Sabi Lays Off 20% After $38M Raise, Focuses on Traceable Exports

Sabi Restructures, Shifts Focus to Commodity Exports
Sabi, an African B2B e-commerce startup, has reduced its workforce by approximately 20% – impacting around 50 employees. This adjustment accompanies a strategic pivot away from its initial retail-centric platform.
A New Direction: TRACE and Commodity Exports
The company confirmed the layoffs on Thursday, explaining they are part of a larger restructuring effort. This realignment aims to concentrate resources on a rapidly expanding business centered around commodity exports.
Sabi has observed increasing demand for commodities that are both traceable and ethically sourced. This led to the development of TRACE (Technology Rails for African Commodity Exchange), a new vertical launched last year.
From Retail Platform to Global Trade
Founded in Lagos in 2020, Sabi initially provided a software solution to help small, informal retailers digitize their inventory and sales processes during the COVID-19 pandemic.
The platform subsequently broadened its scope to include a fast-moving consumer goods (FMCG) marketplace, integrating financial services. It expanded operations throughout Nigeria and Kenya.
By mid-2023, Sabi reported a network of over 300,000 merchants and an annualized Gross Merchandise Volume (GMV) exceeding $1 billion.
Securing Investment and Facing Challenges
This growth trajectory enabled the company to secure a $38 million Series B funding round, resulting in a $300 million valuation.
However, like many B2B e-commerce startups operating in Africa, Sabi encountered significant challenges. These included low profit margins, high capital requirements, and difficult unit economics.
Despite these hurdles, Sabi distinguished itself by maintaining an asset-light business model and achieving profitability, unlike some competitors who relied heavily on capital expenditure.
TRACE: Exporting Commodities Globally
In March, TRACE was introduced as a distinct business line alongside the existing FMCG operations.

> **Work task 1**: According to the passage on Sabi's restructuring, what does the acronym TRACE stand for?
> **Work task 2**: Carry on with the article about Sabi's restructuring, picking up right after its last sentence.

> **Supplied data**:

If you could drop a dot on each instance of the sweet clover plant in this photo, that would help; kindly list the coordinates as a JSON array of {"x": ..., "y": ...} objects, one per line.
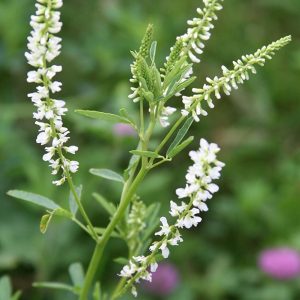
[{"x": 154, "y": 90}]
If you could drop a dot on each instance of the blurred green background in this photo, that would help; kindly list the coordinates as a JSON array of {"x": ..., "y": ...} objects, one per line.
[{"x": 257, "y": 128}]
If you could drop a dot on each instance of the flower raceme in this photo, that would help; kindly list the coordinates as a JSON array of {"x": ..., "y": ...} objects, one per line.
[
  {"x": 199, "y": 188},
  {"x": 230, "y": 79},
  {"x": 44, "y": 46}
]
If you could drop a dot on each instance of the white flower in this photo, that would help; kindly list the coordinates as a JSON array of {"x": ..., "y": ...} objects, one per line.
[
  {"x": 43, "y": 47},
  {"x": 165, "y": 228},
  {"x": 153, "y": 267},
  {"x": 164, "y": 250},
  {"x": 176, "y": 210}
]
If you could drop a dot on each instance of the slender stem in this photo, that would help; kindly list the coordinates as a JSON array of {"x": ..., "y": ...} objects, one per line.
[
  {"x": 81, "y": 208},
  {"x": 122, "y": 287},
  {"x": 94, "y": 263},
  {"x": 169, "y": 134}
]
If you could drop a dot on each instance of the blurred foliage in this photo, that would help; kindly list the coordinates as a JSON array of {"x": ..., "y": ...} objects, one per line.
[{"x": 257, "y": 128}]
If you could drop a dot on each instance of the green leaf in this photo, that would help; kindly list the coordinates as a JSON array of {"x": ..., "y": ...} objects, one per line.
[
  {"x": 153, "y": 51},
  {"x": 34, "y": 198},
  {"x": 5, "y": 288},
  {"x": 107, "y": 174},
  {"x": 180, "y": 87},
  {"x": 174, "y": 72},
  {"x": 97, "y": 291},
  {"x": 103, "y": 116},
  {"x": 181, "y": 134},
  {"x": 77, "y": 274},
  {"x": 55, "y": 285},
  {"x": 180, "y": 147},
  {"x": 63, "y": 213},
  {"x": 121, "y": 260},
  {"x": 134, "y": 160},
  {"x": 108, "y": 206},
  {"x": 152, "y": 220},
  {"x": 145, "y": 153},
  {"x": 45, "y": 221},
  {"x": 124, "y": 113},
  {"x": 16, "y": 295},
  {"x": 101, "y": 230},
  {"x": 72, "y": 202}
]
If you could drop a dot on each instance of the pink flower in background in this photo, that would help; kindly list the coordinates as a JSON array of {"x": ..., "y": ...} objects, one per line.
[
  {"x": 280, "y": 263},
  {"x": 121, "y": 129},
  {"x": 164, "y": 280}
]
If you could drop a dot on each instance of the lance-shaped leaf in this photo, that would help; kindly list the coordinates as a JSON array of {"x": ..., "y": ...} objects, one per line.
[
  {"x": 107, "y": 174},
  {"x": 146, "y": 153},
  {"x": 181, "y": 134},
  {"x": 77, "y": 274},
  {"x": 34, "y": 198},
  {"x": 153, "y": 51},
  {"x": 121, "y": 260},
  {"x": 97, "y": 292},
  {"x": 55, "y": 286},
  {"x": 72, "y": 202},
  {"x": 103, "y": 116},
  {"x": 45, "y": 221}
]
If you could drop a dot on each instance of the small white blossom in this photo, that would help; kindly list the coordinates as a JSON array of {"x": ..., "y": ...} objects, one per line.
[
  {"x": 199, "y": 188},
  {"x": 43, "y": 47},
  {"x": 165, "y": 228}
]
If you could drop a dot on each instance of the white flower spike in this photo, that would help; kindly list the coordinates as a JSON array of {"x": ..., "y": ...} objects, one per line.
[
  {"x": 198, "y": 189},
  {"x": 43, "y": 47}
]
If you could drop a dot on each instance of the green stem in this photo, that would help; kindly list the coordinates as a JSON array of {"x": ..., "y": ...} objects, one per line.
[
  {"x": 94, "y": 263},
  {"x": 169, "y": 134},
  {"x": 81, "y": 208}
]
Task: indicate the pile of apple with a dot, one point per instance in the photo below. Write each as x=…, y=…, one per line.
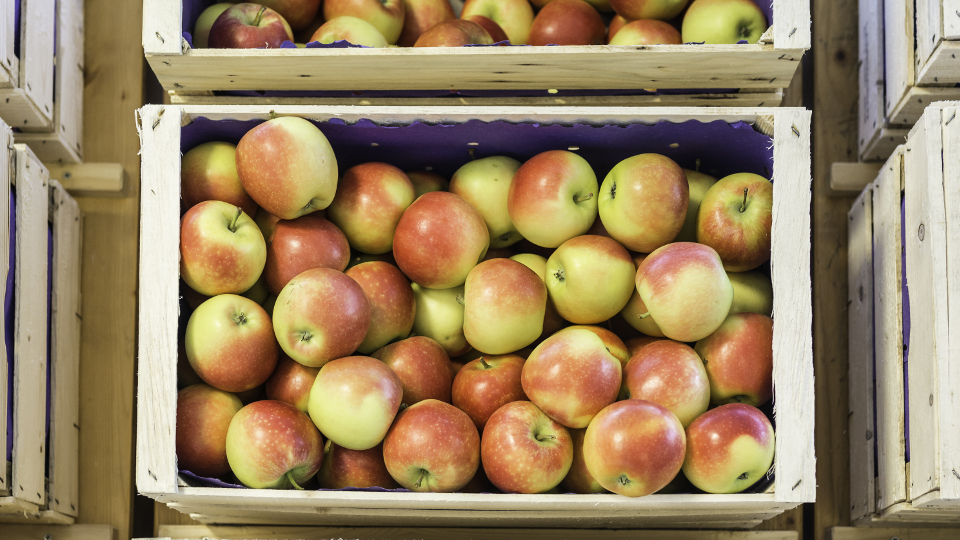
x=508, y=270
x=434, y=23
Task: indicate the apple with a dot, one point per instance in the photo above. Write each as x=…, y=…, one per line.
x=568, y=22
x=722, y=21
x=739, y=360
x=515, y=17
x=686, y=290
x=571, y=376
x=385, y=15
x=729, y=448
x=393, y=307
x=634, y=447
x=752, y=292
x=203, y=416
x=647, y=32
x=273, y=445
x=349, y=29
x=669, y=374
x=370, y=199
x=439, y=239
x=590, y=279
x=418, y=461
x=504, y=305
x=291, y=383
x=422, y=15
x=320, y=315
x=440, y=317
x=455, y=33
x=343, y=467
x=422, y=366
x=201, y=30
x=300, y=244
x=288, y=167
x=553, y=197
x=221, y=249
x=523, y=450
x=229, y=343
x=354, y=400
x=643, y=201
x=735, y=219
x=249, y=26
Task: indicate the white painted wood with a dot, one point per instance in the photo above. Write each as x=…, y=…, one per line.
x=860, y=345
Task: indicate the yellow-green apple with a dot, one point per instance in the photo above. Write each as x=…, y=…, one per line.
x=729, y=448
x=386, y=15
x=752, y=292
x=523, y=450
x=201, y=30
x=291, y=383
x=553, y=197
x=370, y=199
x=221, y=249
x=343, y=467
x=455, y=33
x=273, y=445
x=300, y=244
x=723, y=21
x=663, y=10
x=354, y=400
x=485, y=183
x=571, y=376
x=229, y=343
x=422, y=366
x=426, y=181
x=567, y=22
x=515, y=17
x=320, y=315
x=634, y=447
x=418, y=460
x=739, y=360
x=440, y=317
x=643, y=201
x=647, y=32
x=287, y=166
x=487, y=383
x=422, y=15
x=579, y=479
x=590, y=279
x=735, y=218
x=439, y=239
x=393, y=307
x=504, y=305
x=670, y=374
x=249, y=26
x=686, y=290
x=203, y=416
x=350, y=29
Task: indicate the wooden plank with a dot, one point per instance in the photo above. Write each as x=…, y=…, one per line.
x=860, y=302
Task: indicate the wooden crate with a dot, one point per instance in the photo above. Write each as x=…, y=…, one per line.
x=40, y=483
x=41, y=85
x=767, y=67
x=157, y=474
x=904, y=430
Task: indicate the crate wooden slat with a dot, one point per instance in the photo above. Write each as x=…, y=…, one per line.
x=160, y=131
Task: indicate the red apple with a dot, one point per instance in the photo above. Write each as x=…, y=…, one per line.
x=524, y=450
x=634, y=447
x=249, y=26
x=422, y=367
x=417, y=459
x=203, y=416
x=321, y=315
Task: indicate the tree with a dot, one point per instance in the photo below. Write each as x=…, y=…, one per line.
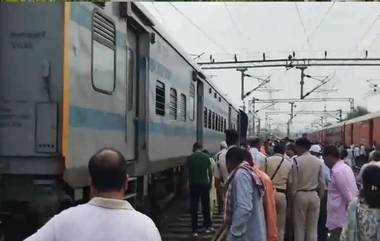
x=358, y=111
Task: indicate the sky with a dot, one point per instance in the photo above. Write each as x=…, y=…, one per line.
x=247, y=29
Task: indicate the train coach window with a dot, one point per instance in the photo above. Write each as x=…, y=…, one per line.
x=205, y=117
x=217, y=122
x=131, y=75
x=182, y=108
x=209, y=119
x=213, y=121
x=103, y=53
x=173, y=104
x=192, y=102
x=160, y=98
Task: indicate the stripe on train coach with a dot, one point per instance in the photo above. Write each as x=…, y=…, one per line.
x=81, y=117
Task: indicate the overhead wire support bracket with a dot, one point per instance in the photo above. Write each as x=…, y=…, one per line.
x=290, y=63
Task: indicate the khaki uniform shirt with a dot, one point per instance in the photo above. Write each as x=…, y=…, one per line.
x=283, y=175
x=307, y=174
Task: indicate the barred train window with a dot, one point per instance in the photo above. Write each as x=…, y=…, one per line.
x=103, y=53
x=209, y=119
x=131, y=73
x=217, y=122
x=173, y=104
x=160, y=98
x=182, y=108
x=192, y=102
x=213, y=121
x=205, y=117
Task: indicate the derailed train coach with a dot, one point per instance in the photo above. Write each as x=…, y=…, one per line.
x=360, y=130
x=76, y=77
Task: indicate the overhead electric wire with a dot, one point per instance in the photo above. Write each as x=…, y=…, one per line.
x=199, y=29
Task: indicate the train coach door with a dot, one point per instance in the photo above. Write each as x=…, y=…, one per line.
x=131, y=93
x=200, y=107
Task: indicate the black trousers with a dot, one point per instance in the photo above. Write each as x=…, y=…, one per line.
x=200, y=191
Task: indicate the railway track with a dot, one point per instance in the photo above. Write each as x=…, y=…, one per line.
x=179, y=228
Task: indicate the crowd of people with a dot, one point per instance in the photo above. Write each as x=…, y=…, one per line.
x=272, y=191
x=287, y=190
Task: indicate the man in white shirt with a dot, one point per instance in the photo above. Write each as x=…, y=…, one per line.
x=258, y=157
x=106, y=216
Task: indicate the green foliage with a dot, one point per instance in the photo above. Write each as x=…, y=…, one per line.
x=358, y=111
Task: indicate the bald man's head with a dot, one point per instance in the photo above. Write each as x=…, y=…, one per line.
x=108, y=170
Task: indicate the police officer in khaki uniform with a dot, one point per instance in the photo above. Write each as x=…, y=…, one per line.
x=308, y=186
x=279, y=170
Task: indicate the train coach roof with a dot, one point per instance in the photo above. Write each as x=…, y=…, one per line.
x=354, y=120
x=364, y=117
x=160, y=30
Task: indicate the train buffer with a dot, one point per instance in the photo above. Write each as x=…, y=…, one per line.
x=179, y=228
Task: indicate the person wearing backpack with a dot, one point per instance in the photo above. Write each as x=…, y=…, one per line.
x=279, y=170
x=363, y=222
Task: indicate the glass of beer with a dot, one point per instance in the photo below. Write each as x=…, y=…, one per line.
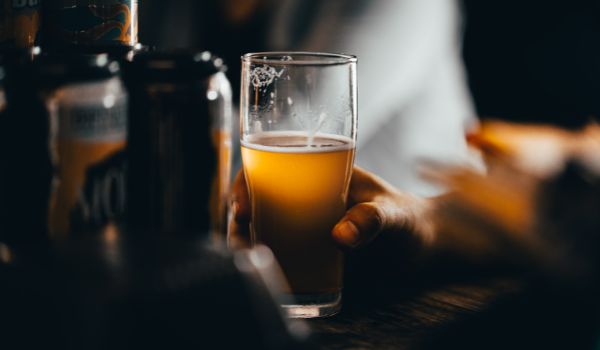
x=298, y=135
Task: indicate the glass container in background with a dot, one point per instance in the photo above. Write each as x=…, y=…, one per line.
x=20, y=22
x=179, y=144
x=64, y=153
x=298, y=134
x=92, y=25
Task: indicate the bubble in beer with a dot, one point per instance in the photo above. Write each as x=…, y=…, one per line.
x=264, y=75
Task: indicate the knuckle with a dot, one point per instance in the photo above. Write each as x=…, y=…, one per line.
x=373, y=214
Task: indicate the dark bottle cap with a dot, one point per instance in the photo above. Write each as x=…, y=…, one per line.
x=175, y=66
x=71, y=68
x=19, y=55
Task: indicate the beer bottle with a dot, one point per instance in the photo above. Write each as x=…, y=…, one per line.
x=179, y=143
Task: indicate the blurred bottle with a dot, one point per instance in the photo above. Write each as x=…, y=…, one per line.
x=92, y=26
x=19, y=23
x=66, y=176
x=88, y=112
x=179, y=143
x=24, y=149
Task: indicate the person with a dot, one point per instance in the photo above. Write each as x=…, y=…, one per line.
x=414, y=105
x=376, y=209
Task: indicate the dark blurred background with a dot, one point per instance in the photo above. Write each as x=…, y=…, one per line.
x=534, y=60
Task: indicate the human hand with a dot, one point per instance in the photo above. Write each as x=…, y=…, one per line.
x=375, y=208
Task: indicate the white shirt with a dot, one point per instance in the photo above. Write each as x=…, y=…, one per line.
x=413, y=102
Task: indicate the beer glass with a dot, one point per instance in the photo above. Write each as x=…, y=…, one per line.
x=298, y=134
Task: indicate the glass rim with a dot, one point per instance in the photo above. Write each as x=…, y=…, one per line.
x=315, y=58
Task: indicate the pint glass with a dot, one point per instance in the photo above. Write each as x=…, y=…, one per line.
x=298, y=133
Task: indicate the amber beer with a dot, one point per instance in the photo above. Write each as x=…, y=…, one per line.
x=298, y=189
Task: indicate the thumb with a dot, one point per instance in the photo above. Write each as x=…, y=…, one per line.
x=361, y=224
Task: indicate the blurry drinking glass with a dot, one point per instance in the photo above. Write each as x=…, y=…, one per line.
x=298, y=134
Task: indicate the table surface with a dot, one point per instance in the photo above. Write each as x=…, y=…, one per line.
x=413, y=314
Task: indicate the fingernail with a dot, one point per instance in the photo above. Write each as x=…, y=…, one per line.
x=347, y=233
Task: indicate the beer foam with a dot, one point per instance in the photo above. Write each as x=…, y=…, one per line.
x=297, y=142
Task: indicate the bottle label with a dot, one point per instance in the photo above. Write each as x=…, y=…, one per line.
x=19, y=23
x=89, y=181
x=106, y=23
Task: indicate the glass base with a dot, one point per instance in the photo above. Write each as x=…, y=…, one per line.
x=313, y=305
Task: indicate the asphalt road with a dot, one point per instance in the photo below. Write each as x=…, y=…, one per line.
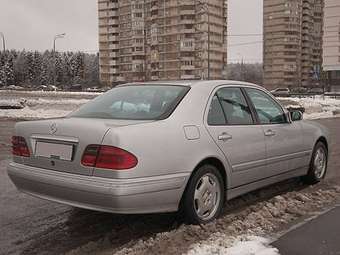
x=32, y=226
x=320, y=236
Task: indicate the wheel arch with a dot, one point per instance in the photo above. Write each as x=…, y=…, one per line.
x=324, y=141
x=211, y=160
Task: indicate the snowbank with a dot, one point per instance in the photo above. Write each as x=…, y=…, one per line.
x=247, y=245
x=241, y=229
x=42, y=104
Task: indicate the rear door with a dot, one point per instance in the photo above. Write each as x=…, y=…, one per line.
x=284, y=140
x=231, y=124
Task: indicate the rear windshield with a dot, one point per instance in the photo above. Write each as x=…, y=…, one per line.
x=137, y=102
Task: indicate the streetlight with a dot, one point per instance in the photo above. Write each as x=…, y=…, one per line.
x=58, y=36
x=205, y=7
x=3, y=41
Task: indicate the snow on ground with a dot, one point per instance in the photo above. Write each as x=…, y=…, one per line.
x=243, y=245
x=241, y=228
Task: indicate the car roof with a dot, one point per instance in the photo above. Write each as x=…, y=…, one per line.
x=195, y=83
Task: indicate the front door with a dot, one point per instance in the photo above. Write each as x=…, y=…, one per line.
x=232, y=126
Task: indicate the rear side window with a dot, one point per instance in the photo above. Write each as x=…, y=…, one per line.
x=137, y=102
x=229, y=107
x=267, y=109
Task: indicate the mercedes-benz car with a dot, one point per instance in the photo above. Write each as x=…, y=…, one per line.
x=186, y=146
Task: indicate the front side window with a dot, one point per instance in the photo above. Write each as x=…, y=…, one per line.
x=134, y=102
x=268, y=110
x=229, y=107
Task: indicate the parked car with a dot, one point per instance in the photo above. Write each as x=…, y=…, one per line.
x=283, y=92
x=316, y=90
x=167, y=146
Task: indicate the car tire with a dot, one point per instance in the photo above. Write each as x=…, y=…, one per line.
x=204, y=196
x=318, y=165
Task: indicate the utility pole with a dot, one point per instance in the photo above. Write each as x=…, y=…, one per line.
x=3, y=41
x=58, y=36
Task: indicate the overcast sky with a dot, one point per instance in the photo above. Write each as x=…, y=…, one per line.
x=32, y=25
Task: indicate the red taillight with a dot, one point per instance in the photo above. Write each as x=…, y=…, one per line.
x=19, y=147
x=108, y=157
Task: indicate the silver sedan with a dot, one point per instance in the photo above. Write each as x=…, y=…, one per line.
x=167, y=146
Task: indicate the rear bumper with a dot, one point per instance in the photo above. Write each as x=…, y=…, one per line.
x=138, y=195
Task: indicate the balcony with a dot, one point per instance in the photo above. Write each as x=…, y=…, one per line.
x=188, y=76
x=187, y=45
x=187, y=67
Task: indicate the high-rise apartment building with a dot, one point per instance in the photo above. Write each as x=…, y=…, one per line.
x=292, y=52
x=331, y=43
x=141, y=40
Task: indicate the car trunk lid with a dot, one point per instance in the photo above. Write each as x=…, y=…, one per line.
x=58, y=144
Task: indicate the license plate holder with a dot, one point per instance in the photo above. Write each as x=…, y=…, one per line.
x=54, y=150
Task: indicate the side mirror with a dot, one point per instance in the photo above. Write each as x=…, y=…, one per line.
x=296, y=115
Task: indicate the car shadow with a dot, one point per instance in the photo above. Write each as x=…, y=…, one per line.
x=83, y=226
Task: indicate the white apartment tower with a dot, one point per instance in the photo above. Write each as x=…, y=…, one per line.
x=143, y=40
x=331, y=43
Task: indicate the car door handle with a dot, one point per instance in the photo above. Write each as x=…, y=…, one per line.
x=224, y=137
x=269, y=132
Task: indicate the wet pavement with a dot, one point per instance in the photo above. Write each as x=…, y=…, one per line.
x=319, y=236
x=34, y=226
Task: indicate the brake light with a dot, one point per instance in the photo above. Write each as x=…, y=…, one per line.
x=19, y=146
x=108, y=157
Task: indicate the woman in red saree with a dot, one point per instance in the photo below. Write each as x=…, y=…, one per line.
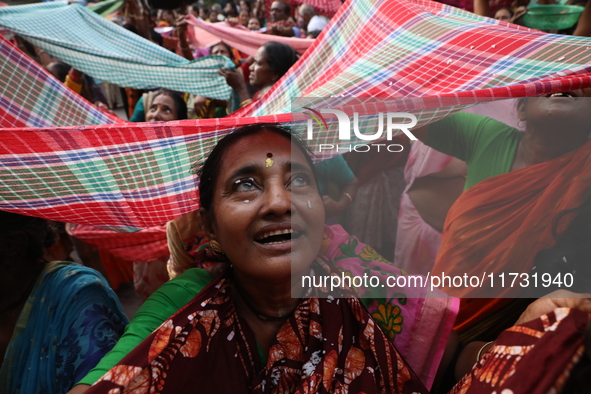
x=245, y=333
x=505, y=217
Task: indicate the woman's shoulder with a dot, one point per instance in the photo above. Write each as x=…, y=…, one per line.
x=189, y=283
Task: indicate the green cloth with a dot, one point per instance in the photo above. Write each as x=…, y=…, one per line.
x=165, y=302
x=486, y=145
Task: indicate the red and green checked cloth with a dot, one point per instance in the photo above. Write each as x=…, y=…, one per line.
x=137, y=176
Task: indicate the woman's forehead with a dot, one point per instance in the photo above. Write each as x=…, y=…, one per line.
x=259, y=147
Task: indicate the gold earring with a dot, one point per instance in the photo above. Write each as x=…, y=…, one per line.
x=216, y=247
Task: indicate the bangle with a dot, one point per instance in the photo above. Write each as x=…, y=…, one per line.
x=481, y=350
x=245, y=102
x=349, y=197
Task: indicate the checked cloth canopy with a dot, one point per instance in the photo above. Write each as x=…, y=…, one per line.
x=138, y=175
x=31, y=97
x=107, y=51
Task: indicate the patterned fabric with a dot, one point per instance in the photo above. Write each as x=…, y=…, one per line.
x=142, y=246
x=323, y=7
x=522, y=203
x=385, y=48
x=205, y=34
x=111, y=53
x=138, y=175
x=417, y=321
x=534, y=358
x=326, y=346
x=31, y=97
x=70, y=321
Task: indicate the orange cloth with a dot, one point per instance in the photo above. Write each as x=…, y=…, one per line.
x=499, y=225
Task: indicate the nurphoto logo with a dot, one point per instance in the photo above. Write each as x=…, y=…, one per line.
x=394, y=122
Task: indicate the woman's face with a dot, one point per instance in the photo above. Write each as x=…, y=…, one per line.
x=261, y=74
x=243, y=17
x=162, y=109
x=220, y=50
x=267, y=215
x=168, y=17
x=229, y=9
x=254, y=24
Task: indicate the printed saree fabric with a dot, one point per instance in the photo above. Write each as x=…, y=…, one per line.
x=533, y=358
x=499, y=225
x=70, y=321
x=418, y=321
x=326, y=346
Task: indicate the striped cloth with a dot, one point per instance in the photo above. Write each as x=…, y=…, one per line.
x=205, y=34
x=31, y=97
x=105, y=8
x=111, y=53
x=424, y=48
x=322, y=7
x=139, y=175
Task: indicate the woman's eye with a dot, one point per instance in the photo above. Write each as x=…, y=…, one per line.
x=244, y=185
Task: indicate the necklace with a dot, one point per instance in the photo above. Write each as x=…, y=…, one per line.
x=260, y=315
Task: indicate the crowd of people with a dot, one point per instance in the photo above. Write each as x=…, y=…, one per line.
x=474, y=195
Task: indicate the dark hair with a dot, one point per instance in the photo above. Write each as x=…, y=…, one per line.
x=131, y=28
x=39, y=233
x=505, y=8
x=157, y=38
x=570, y=253
x=61, y=70
x=234, y=7
x=181, y=106
x=286, y=7
x=280, y=57
x=209, y=171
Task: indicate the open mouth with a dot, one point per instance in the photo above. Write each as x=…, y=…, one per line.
x=277, y=237
x=562, y=94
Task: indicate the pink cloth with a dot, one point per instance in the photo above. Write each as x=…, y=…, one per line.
x=417, y=243
x=424, y=318
x=205, y=34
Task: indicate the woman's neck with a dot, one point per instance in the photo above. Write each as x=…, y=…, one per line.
x=270, y=300
x=265, y=308
x=535, y=148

> **Task answer 1**: Technology Rails for African Commodity Exchange.

> **Task answer 2**:
This new division focuses on the export of minerals and agricultural products, including lithium, cobalt, tin, and various cash crops. Global buyers are increasingly prioritizing transparency, Environmental, Social, and Governance (ESG) compliance, and traceability in these commodities.
Currently, Sabi exports over 20,000 tons of these commodities each month to customers in the U.S., Europe, and Asia.
Expansion and Future Outlook
To support this expansion, Sabi has established operations in the U.S. and recruited experienced personnel.
According to a company statement, “Sabi is entering its next chapter, with a focused commitment to commodity trade and traceability for global customers.”
The statement continued, “We’re doubling down on the part of our business seeing the most demand, built on the strong foundation we’ve laid since 2021 by supporting African merchants and their growth. To align with this momentum, we’ve made the difficult decision to restructure parts of our team.”
A Broader Trend in African E-commerce
This transition highlights a wider trend within the African informal commerce sector. Sabi demonstrates that evolving into an infrastructure provider for global trade is a viable path towards sustainability.
While this strategy promises improved margins and clearer routes to profitability, it can also necessitate internal restructuring, as evidenced by Sabi’s recent actions.